_STATED EXERCISE:_ Could you reproduce the material starting at the line containing "snow covered ground." and ending at the last line of the material, with "metal" swapped for "steel" and nothing else altered?
* begin *
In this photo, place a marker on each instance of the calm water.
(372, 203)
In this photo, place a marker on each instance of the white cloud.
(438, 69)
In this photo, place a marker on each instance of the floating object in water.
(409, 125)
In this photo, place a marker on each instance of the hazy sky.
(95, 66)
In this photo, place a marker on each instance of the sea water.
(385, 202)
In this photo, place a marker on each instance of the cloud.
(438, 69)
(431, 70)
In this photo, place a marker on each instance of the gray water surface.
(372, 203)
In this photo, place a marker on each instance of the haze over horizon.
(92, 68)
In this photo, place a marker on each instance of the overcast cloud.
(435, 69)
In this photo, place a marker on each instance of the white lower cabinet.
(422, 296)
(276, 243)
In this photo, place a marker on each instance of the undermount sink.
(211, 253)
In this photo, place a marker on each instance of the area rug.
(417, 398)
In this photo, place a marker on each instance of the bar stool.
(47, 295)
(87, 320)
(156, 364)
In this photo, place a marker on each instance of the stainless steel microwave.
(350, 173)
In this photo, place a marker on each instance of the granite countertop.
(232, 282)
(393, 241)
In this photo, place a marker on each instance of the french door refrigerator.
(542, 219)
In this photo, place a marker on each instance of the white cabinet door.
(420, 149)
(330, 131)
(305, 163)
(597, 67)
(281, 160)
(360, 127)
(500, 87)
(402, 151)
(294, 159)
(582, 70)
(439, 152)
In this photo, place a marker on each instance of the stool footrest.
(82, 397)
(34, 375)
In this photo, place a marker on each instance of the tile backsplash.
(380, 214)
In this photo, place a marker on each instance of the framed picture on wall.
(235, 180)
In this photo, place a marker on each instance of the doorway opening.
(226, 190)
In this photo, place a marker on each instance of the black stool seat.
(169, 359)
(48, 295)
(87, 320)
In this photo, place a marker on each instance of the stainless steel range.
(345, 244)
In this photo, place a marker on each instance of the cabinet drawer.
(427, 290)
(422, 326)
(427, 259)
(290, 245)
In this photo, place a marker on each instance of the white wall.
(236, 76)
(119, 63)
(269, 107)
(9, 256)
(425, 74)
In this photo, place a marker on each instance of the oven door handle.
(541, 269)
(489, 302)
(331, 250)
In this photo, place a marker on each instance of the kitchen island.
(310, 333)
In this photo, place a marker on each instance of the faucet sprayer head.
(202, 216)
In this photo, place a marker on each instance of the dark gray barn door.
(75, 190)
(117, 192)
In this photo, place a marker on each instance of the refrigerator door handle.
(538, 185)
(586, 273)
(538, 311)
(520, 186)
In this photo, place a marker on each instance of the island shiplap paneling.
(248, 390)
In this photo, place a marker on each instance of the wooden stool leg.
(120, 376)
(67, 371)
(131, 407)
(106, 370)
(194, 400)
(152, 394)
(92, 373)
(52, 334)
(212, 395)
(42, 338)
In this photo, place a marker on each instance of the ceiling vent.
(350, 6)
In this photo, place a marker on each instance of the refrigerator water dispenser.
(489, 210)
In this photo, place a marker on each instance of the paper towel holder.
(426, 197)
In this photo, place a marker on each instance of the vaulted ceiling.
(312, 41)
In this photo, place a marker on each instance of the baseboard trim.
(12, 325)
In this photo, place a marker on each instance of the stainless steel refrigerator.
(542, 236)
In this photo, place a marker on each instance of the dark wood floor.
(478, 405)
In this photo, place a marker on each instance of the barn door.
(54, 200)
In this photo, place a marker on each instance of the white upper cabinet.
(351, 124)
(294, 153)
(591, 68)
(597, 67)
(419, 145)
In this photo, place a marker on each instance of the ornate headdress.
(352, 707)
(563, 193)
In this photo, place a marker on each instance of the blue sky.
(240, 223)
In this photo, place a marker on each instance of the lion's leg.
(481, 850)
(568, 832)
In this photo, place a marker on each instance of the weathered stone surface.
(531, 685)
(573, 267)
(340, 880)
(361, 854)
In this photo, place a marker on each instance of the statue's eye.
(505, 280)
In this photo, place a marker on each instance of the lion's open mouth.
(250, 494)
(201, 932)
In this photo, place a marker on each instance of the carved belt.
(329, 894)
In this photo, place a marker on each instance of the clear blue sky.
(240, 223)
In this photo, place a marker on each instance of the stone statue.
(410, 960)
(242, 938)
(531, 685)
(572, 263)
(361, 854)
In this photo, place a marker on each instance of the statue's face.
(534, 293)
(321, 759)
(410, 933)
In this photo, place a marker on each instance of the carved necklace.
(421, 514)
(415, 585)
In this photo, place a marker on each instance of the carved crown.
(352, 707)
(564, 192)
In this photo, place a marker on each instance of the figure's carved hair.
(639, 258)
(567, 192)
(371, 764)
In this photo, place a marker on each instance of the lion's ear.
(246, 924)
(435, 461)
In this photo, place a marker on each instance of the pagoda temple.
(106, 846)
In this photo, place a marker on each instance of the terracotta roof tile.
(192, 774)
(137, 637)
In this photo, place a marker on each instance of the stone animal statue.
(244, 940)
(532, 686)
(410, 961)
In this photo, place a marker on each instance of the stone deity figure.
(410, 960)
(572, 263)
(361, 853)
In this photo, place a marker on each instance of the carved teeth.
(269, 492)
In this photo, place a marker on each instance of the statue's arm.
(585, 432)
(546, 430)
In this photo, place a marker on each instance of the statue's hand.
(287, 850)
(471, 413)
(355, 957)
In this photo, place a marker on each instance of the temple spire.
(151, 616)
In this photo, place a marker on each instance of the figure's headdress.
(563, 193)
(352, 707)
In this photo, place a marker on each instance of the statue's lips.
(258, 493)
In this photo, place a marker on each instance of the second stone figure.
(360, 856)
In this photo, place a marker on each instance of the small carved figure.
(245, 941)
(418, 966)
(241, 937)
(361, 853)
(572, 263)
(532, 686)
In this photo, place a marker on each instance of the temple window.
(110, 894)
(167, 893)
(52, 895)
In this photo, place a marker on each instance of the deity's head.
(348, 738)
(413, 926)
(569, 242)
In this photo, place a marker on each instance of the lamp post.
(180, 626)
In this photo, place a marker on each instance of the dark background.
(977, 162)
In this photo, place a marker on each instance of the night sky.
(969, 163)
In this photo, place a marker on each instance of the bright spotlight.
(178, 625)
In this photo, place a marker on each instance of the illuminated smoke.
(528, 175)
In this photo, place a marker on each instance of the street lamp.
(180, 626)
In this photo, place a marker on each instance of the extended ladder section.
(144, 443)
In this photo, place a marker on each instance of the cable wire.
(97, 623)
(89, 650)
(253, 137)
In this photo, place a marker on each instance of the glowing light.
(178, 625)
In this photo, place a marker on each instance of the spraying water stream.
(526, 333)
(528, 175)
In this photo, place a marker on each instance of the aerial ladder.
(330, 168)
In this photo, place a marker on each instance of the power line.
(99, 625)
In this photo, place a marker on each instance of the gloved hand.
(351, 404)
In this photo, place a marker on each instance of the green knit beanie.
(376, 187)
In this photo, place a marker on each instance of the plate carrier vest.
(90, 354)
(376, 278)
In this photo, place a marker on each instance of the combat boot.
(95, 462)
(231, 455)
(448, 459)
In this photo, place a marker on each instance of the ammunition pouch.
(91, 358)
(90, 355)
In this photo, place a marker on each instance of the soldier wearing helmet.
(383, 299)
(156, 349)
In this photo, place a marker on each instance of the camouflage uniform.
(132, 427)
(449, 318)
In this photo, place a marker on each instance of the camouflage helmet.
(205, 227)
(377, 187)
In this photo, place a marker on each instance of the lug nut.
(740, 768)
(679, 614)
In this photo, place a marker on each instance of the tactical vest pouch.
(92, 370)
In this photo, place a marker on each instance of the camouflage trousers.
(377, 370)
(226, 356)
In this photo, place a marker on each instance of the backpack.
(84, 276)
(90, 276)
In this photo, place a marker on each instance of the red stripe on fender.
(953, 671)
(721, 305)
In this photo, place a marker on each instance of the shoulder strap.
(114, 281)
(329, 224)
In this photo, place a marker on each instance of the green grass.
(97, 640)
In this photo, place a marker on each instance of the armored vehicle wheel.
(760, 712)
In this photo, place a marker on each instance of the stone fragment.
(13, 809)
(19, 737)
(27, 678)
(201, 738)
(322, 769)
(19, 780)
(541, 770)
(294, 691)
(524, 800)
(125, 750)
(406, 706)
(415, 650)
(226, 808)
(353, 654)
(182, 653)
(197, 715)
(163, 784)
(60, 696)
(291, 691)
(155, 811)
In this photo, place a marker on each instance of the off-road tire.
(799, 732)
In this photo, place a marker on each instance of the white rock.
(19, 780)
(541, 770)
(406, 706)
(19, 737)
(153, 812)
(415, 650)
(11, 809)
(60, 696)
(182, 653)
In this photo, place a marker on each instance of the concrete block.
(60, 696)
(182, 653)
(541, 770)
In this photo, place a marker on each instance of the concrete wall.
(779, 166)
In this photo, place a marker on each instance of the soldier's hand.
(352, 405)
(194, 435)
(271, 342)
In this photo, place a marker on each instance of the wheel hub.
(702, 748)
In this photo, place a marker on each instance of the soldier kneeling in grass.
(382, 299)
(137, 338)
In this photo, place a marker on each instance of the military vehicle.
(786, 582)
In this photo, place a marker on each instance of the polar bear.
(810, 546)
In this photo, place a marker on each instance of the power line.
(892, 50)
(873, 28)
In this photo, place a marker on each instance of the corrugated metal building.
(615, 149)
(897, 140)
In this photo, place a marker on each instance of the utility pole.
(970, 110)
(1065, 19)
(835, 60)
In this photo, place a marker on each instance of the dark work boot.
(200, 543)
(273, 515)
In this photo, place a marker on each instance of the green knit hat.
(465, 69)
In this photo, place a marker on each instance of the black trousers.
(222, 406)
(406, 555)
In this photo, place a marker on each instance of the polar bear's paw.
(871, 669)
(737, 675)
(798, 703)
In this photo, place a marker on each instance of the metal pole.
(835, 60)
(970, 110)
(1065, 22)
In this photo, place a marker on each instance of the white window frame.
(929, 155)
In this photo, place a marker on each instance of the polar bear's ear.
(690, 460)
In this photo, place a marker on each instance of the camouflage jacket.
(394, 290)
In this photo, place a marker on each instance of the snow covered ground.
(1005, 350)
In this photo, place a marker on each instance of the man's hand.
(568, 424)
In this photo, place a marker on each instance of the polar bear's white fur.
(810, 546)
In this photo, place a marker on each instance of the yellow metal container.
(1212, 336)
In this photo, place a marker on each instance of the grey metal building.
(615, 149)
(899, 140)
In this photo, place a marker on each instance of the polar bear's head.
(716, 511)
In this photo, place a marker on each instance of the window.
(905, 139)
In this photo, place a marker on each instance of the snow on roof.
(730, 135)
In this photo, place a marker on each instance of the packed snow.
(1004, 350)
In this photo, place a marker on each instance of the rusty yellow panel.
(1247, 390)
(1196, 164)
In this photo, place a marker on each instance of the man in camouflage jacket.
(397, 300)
* end *
_SOLUTION:_
In this photo, place a marker on each instance of the snow covered ground.
(1005, 350)
In this photo, place a marker on each instance of the man's hand.
(568, 424)
In this photo, place a marker on each instance of the polar bear's white fur.
(810, 546)
In this photo, place a marker on each instance of the yellow steel container.
(1212, 336)
In this photo, place a marker on each instance of the grey steel building.
(615, 149)
(899, 140)
In this photo, place a marker on each instance of the polar bear's head.
(716, 511)
In this photo, place a marker on each instance of the window.
(905, 139)
In this photo, place a marker on each instance of the snow on roof.
(730, 135)
In this photo, place a marker on each instance of the packed snow.
(1004, 350)
In this photo, place a marker on each instance of the rusty yellow panel.
(1247, 390)
(1196, 164)
In this photo, place a marker on each instance of the man in camouflage jacket.
(397, 300)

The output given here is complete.